▶ Entries shown:

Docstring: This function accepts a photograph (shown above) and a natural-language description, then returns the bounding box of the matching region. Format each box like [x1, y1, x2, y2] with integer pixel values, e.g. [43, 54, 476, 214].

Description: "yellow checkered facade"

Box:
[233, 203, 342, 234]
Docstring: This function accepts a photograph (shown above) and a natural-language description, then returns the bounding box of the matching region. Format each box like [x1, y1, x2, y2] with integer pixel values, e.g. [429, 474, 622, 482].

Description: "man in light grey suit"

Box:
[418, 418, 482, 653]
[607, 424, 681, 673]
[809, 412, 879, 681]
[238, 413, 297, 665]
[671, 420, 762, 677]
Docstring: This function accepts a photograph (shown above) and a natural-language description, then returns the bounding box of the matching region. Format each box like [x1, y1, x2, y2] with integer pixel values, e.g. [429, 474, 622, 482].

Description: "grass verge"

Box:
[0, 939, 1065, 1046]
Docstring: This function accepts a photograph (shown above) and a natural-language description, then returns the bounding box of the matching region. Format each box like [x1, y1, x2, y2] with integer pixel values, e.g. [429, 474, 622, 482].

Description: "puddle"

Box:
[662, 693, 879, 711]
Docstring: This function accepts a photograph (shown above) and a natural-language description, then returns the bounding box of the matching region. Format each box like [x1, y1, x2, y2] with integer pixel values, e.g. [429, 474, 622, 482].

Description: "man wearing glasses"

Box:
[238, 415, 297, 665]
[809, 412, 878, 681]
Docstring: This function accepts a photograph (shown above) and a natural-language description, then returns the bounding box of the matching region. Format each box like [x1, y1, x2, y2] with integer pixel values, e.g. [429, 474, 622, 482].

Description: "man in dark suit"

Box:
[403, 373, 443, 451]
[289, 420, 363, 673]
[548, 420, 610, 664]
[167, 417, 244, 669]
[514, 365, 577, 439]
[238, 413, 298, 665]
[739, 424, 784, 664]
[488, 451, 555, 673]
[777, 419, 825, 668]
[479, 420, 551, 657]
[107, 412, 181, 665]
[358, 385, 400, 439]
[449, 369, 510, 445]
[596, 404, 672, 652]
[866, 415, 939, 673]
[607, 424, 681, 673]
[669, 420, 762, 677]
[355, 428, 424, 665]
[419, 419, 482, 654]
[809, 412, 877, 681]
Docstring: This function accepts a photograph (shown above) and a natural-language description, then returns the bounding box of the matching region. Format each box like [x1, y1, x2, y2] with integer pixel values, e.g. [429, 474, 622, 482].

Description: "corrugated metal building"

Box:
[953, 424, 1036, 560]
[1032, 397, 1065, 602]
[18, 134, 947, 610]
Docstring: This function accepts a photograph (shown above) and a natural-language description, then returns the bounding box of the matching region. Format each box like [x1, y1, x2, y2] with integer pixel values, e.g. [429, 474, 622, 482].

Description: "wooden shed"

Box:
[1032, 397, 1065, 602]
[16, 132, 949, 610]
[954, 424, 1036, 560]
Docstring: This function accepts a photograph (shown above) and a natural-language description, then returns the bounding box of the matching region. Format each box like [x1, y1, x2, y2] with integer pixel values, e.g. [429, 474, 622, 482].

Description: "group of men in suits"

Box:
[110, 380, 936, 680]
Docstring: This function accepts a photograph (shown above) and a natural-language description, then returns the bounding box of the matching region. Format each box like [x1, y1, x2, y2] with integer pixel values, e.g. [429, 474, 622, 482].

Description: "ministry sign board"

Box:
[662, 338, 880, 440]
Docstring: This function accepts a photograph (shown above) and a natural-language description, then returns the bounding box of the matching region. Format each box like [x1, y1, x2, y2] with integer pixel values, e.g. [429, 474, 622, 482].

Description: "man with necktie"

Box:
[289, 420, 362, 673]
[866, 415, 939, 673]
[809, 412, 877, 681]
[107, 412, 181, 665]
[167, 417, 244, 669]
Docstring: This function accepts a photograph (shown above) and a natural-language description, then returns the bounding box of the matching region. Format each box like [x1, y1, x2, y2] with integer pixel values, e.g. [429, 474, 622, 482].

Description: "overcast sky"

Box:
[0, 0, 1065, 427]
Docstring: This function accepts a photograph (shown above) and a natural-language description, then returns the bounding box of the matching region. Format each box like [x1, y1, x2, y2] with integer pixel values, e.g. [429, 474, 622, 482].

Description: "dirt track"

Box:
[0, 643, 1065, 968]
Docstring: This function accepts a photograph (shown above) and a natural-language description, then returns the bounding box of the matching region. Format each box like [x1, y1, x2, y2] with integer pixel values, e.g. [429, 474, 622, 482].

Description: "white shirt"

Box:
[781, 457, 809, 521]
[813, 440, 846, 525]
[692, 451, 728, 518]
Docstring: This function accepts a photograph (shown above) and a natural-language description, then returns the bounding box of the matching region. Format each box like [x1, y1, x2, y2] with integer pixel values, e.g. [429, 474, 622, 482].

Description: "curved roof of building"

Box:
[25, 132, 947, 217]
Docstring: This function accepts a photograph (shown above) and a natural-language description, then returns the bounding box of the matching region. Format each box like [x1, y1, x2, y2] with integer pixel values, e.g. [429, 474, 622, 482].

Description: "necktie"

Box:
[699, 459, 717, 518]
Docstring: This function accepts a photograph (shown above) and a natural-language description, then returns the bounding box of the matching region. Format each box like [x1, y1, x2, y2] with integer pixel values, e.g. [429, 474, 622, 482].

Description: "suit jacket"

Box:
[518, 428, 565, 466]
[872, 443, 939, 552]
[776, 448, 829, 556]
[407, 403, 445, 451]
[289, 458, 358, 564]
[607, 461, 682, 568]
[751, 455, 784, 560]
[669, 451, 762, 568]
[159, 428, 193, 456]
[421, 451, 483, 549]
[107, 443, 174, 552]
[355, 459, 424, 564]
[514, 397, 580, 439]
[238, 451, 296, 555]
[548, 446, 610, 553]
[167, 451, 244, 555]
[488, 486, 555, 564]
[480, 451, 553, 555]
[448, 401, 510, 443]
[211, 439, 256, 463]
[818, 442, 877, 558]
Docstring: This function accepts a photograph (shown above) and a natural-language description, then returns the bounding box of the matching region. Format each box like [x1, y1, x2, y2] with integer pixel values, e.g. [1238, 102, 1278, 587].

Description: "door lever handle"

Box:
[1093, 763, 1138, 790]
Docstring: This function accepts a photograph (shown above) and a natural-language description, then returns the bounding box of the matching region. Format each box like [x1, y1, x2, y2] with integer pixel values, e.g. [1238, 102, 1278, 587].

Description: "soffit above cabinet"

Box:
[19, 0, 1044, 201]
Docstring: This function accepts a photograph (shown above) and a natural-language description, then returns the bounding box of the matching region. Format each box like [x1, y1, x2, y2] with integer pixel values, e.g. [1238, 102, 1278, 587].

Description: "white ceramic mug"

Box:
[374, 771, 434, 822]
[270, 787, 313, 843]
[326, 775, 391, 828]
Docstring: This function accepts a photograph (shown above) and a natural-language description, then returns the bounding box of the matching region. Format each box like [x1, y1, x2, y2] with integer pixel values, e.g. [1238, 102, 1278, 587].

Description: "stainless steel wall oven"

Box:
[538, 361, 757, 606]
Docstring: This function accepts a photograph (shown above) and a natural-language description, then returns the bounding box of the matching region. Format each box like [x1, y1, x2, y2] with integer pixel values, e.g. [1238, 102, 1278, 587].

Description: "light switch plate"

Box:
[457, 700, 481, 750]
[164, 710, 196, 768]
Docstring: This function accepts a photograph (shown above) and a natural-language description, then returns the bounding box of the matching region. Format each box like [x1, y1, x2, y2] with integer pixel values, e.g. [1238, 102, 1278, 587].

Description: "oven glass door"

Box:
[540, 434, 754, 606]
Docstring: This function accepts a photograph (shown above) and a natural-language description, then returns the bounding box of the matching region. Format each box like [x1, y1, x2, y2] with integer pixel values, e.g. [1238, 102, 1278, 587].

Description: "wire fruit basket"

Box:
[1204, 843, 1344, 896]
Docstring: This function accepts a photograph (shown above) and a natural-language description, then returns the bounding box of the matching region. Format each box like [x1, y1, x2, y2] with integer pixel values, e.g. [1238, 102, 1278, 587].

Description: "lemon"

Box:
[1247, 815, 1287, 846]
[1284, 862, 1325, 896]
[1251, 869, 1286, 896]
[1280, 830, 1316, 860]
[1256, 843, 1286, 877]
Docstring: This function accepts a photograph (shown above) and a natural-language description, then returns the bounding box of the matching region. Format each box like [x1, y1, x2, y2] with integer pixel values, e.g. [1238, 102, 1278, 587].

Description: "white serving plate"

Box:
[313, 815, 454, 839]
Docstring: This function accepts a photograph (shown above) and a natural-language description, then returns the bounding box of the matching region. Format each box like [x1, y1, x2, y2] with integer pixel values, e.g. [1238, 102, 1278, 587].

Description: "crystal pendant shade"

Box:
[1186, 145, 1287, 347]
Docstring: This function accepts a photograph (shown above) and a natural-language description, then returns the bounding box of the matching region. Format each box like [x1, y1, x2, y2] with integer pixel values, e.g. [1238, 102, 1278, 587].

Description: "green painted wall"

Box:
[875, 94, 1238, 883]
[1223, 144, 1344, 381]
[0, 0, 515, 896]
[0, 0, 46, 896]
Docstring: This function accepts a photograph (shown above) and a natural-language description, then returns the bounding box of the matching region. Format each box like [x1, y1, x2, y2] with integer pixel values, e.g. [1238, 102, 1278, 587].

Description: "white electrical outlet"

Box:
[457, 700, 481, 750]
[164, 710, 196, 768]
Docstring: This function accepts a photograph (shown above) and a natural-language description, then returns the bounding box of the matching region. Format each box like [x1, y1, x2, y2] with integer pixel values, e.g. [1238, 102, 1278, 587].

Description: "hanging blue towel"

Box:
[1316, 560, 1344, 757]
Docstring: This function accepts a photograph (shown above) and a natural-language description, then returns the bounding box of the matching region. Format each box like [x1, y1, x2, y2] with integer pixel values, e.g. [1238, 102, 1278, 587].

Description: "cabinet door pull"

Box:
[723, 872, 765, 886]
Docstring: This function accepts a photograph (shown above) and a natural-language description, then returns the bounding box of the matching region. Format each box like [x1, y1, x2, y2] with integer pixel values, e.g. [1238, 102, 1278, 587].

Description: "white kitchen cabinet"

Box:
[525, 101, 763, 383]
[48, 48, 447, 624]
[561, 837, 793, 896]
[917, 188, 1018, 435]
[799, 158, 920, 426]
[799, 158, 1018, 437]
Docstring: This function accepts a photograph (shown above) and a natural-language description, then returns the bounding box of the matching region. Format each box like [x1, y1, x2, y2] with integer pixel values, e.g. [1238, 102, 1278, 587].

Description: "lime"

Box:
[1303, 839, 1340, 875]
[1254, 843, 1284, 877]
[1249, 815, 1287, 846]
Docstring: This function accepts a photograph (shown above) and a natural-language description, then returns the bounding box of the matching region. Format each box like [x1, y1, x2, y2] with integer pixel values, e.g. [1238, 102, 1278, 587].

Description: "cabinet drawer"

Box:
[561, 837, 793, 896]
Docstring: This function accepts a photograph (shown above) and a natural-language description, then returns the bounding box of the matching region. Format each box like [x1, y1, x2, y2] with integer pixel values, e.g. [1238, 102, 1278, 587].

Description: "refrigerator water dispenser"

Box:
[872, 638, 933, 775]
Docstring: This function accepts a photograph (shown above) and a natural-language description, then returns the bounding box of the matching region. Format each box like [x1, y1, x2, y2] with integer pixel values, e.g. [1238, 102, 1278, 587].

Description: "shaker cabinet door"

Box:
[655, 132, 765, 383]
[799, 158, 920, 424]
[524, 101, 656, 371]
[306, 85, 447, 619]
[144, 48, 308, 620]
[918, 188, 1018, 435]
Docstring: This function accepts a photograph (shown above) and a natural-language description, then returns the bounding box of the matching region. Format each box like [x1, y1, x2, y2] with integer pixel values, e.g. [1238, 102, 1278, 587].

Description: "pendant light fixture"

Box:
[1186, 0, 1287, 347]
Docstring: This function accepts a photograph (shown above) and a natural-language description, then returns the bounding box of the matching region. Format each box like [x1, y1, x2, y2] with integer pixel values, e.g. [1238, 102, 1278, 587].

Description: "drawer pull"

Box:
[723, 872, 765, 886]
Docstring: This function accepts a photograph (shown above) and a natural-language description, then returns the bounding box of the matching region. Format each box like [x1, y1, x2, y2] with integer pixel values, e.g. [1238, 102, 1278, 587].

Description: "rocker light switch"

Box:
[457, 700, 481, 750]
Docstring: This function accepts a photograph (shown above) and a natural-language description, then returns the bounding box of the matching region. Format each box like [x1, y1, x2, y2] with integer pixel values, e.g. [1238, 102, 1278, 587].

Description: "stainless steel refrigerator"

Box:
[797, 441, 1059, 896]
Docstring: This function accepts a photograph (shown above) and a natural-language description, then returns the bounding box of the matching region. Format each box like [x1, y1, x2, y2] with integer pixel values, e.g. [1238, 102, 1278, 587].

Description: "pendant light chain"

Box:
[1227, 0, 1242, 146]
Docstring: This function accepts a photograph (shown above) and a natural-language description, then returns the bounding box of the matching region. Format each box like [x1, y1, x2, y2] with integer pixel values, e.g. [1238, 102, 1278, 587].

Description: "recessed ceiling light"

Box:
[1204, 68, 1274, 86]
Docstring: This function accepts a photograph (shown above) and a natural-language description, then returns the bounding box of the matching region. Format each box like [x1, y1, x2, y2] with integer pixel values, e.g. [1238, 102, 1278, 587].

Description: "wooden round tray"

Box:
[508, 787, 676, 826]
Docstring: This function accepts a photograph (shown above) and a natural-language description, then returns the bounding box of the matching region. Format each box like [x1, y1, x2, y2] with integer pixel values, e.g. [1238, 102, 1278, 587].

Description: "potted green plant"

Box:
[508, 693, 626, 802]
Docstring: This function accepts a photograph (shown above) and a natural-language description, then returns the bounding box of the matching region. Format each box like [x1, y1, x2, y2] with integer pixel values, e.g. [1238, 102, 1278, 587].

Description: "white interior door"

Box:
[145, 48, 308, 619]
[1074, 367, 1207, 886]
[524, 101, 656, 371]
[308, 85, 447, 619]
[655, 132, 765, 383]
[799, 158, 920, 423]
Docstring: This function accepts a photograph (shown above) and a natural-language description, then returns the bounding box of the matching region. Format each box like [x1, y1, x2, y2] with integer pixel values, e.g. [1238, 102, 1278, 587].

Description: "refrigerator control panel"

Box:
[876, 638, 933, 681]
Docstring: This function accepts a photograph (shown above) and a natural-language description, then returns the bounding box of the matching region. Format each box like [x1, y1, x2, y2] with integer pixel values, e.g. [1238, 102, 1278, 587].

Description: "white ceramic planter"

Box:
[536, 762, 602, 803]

▶ Set problem: How many lines in the material above contain the word "oven"? Reply with the number alone.

▶ Output for this exercise: 2